▶ [Task directions]: Retype each entry exactly. Skip any pictures.

++++ Data to examine ++++

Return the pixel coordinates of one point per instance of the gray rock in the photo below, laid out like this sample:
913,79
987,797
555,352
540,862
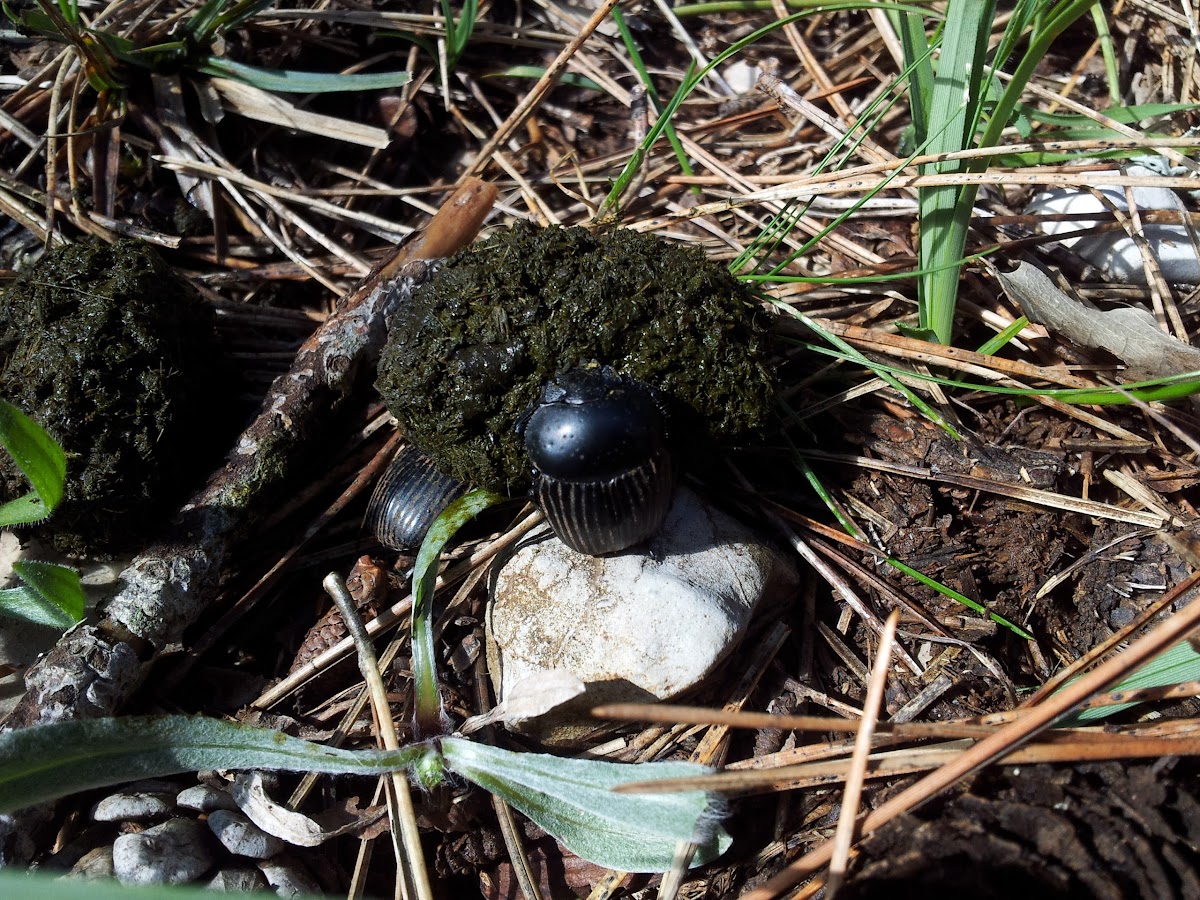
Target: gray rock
204,798
169,853
135,807
237,881
243,837
288,879
94,865
641,625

++++

▶ [Response for this exercise]:
Return the pixel coordinates of one point per instance of the gray rock in the photo below, laid out like this sample:
913,79
987,797
555,352
540,862
Target: gray rock
204,798
169,853
135,807
237,881
243,837
288,879
94,865
641,625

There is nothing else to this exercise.